Set problem 1: Decide whether each statement agrees with the text on seccomp process injection: (a) the technique needs privileged capabilities, (b) process_vm_writev respects the target's page protections, and (c) seccomp user notifications first appeared in Linux kernel version 5.14. Answer each with yes or no, followed by the deciding words of the text in quotation marks.
Set problem 2: List every primitive that the text on seccomp process injection says injection into a running process typically requires.

Excerpted text:
──────

This post demonstrates the use of seccomp user notifications to inject a shared library into a Linux process. I haven’t seen this combination documented as a process injection technique before, and it has some benefits over alternatives. In summary, seccomp user notifications enable user-space injection from parent to child without any LD_* environment variables or privileged capabilities, regardless of the ptrace_scope configuration. However, seccomp user notifications have some notable limitations:

1. Seccomp user notifications were introduced in Linux kernel version 5.0, but this PoC relies on SECCOMP_ADDFD_FLAG_SEND (Linux 5.14+) to avoid TOCTOU issues when hooking openat.
2. Requires you to create the target process (parent-to-child injection only).
3. The injected code runs with the same UID, namespaces, and LSM label as the target process. This technique doesn’t bypass normal privileged boundaries.

My specific implementation also requires the target executable to be dynamically linked, though there may be alternative implementations that do not.

Existing Linux Process Injection Techniques

While I don’t want to focus too much on other techniques, I will briefly describe previous research for comparison to my PoC. For a comprehensive overview of alternative injection options, I recommend Ori David‘s Linux process injection guide.

Injection into a running process typically requires (at least) one of ptrace, procfs, or process_vm_writev primitives.

• The ptrace system call enables a debugger to read/write memory and registers, as well as pause or single-step through the process. It also ignores the page permissions of virtual memory, which makes process injection straightforward.
• Each Linux process is represented by a directory under /proc. The process directory contains various files that include information such as environment variables and even virtual memory. By accessing these pseudo-files under /proc, a remote process can read and write the target’s virtual memory.
• The process_vm_writev system call is similar to WriteProcessMemory on Windows. It allows a process to write data directly to the address space of a remote process. Unlike ptrace and procfs, process_vm_writev respects the target’s page protections, so you can’t directly write to read-only or read-execute memory.

──────

Data listing:
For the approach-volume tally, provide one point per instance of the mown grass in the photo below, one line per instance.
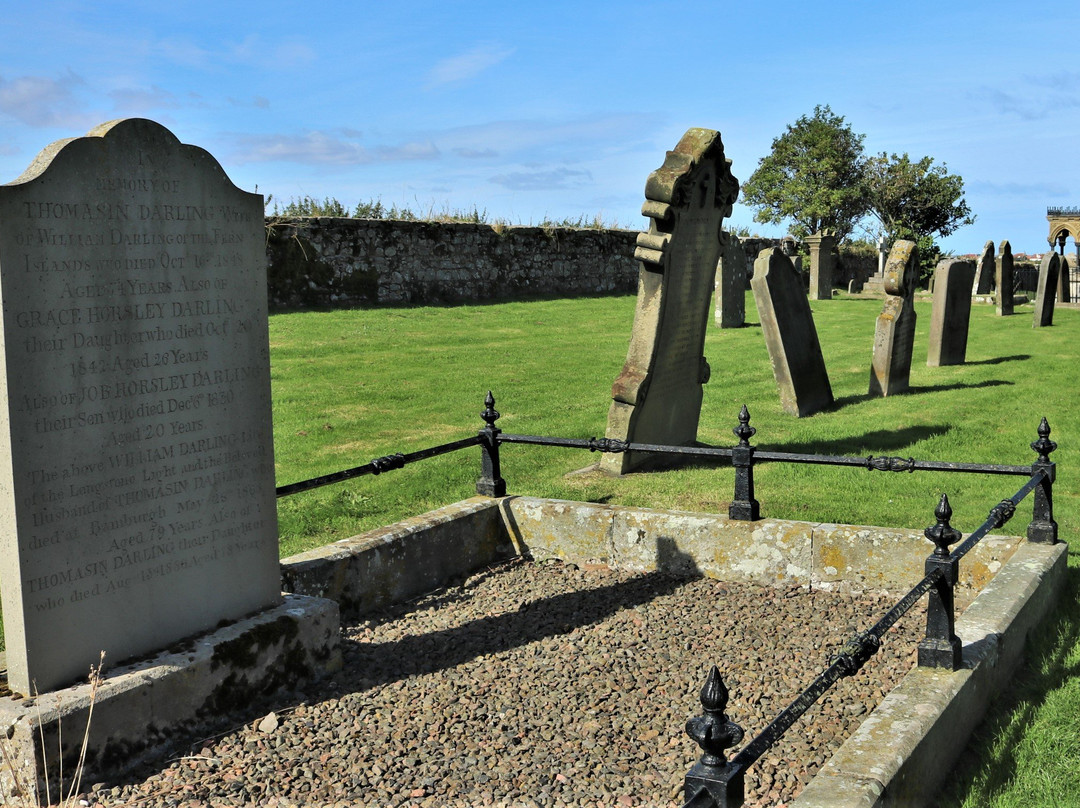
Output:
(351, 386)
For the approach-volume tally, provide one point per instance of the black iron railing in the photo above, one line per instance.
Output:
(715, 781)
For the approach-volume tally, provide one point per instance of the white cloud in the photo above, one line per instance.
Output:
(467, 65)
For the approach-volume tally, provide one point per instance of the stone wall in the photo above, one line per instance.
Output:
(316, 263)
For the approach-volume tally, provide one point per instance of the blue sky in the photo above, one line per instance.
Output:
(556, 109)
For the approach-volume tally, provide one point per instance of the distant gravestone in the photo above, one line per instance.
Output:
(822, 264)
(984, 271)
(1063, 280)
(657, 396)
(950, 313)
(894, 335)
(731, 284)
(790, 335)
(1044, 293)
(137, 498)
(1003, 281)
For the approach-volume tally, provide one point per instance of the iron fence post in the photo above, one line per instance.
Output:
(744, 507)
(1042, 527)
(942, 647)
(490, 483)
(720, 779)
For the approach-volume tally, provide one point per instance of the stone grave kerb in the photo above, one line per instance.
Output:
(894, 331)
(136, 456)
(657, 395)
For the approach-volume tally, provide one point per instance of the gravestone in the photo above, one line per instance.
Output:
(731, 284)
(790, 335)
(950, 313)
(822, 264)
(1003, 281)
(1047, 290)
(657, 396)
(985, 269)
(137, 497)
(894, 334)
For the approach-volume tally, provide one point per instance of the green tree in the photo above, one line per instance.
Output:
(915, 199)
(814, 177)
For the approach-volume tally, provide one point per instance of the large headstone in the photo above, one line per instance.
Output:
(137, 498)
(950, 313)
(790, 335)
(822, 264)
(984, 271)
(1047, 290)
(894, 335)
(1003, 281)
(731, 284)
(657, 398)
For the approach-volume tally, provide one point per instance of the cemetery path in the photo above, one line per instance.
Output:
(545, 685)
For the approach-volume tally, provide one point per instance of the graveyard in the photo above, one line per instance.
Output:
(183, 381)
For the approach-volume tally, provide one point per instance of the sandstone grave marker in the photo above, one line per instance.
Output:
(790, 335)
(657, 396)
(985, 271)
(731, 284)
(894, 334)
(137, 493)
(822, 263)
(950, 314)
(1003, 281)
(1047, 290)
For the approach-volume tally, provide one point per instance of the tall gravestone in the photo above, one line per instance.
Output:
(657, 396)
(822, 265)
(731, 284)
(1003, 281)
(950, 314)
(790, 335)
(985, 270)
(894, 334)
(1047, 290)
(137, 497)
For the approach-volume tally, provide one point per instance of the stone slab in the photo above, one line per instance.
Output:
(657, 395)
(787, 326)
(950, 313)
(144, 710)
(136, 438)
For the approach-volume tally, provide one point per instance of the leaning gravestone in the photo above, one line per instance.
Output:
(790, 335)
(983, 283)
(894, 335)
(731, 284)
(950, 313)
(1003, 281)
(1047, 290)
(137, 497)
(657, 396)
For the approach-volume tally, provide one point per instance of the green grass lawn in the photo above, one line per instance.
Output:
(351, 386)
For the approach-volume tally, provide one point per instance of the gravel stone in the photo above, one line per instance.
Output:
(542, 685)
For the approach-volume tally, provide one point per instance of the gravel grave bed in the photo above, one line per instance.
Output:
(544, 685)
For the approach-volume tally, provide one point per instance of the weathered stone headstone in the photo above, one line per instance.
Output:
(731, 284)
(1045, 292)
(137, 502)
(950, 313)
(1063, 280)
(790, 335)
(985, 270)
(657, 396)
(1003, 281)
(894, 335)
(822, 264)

──────

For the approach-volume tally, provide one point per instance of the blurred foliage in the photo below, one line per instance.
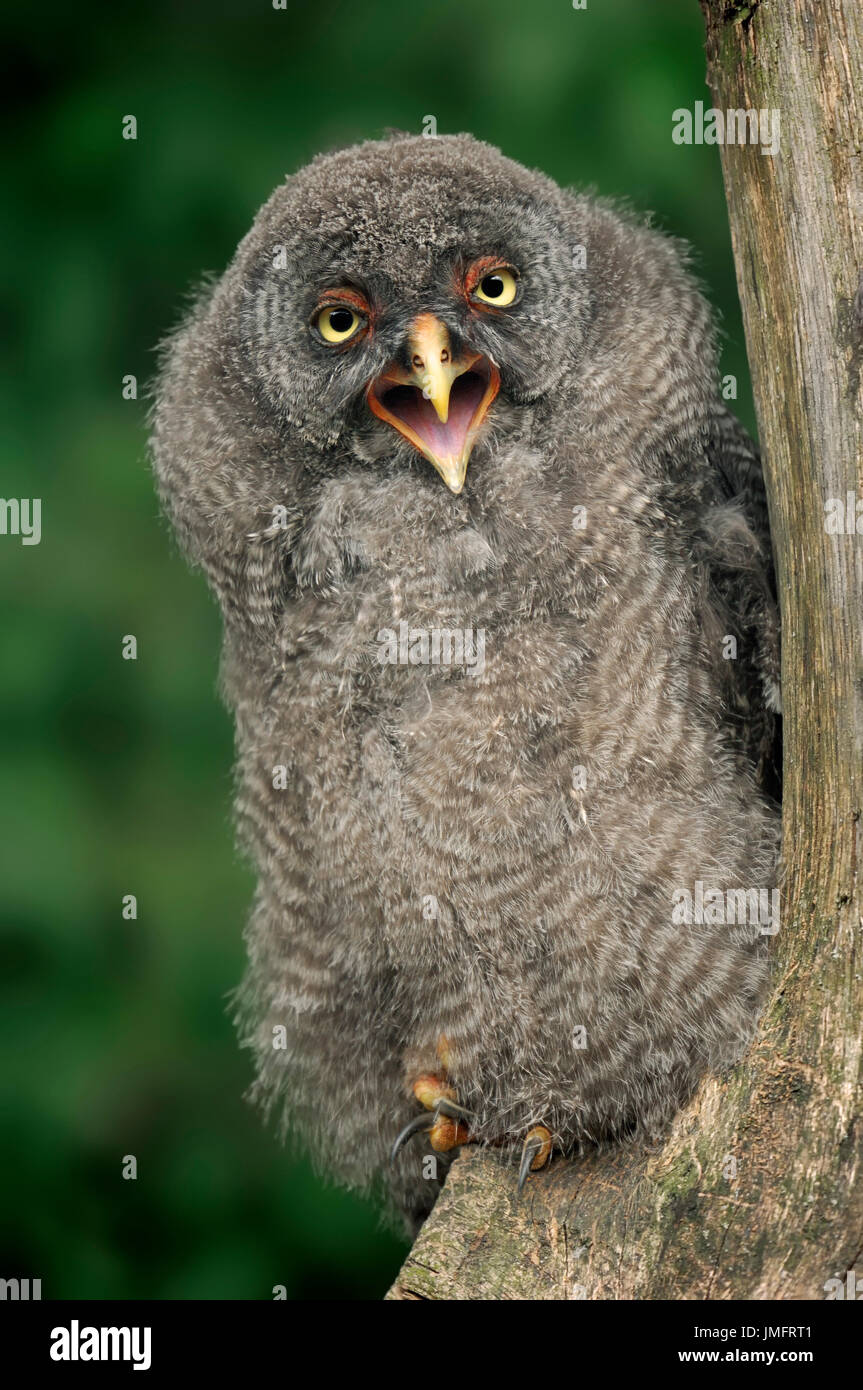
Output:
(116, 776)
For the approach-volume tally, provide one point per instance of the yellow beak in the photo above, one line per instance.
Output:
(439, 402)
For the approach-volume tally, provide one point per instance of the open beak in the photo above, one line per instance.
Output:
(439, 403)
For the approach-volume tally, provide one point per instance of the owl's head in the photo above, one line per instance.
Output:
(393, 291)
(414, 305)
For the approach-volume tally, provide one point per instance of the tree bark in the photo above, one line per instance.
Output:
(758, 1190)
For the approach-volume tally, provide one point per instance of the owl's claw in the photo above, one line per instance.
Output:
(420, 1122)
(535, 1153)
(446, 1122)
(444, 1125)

──────

Right answer 1:
(a) No: "without any LD_* environment variables or privileged capabilities"
(b) Yes: "process_vm_writev respects the target’s page protections"
(c) No: "Seccomp user notifications were introduced in Linux kernel version 5.0"

Right answer 2: ptrace, procfs, process_vm_writev